** Work to do **
Locate every line in the items below that contains the word "instance", and copy each such line in full.

** Input rows **
##########

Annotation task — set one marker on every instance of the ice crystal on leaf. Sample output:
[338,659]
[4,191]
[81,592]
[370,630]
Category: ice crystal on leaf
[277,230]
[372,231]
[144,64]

##########

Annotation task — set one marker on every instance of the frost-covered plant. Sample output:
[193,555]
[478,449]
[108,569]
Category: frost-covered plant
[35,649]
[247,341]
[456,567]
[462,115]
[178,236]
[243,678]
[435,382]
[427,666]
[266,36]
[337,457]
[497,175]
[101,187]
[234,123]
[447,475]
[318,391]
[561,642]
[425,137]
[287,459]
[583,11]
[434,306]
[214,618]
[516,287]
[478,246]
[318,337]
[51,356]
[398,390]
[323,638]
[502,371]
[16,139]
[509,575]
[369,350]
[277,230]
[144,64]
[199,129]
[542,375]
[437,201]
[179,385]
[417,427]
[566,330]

##########

** Exercise result **
Annotation task — set one marker on every instance of the ice crystal on leaf. Sample output:
Annotation task — set one marker on every instance of the frost-covered plant. Sample output:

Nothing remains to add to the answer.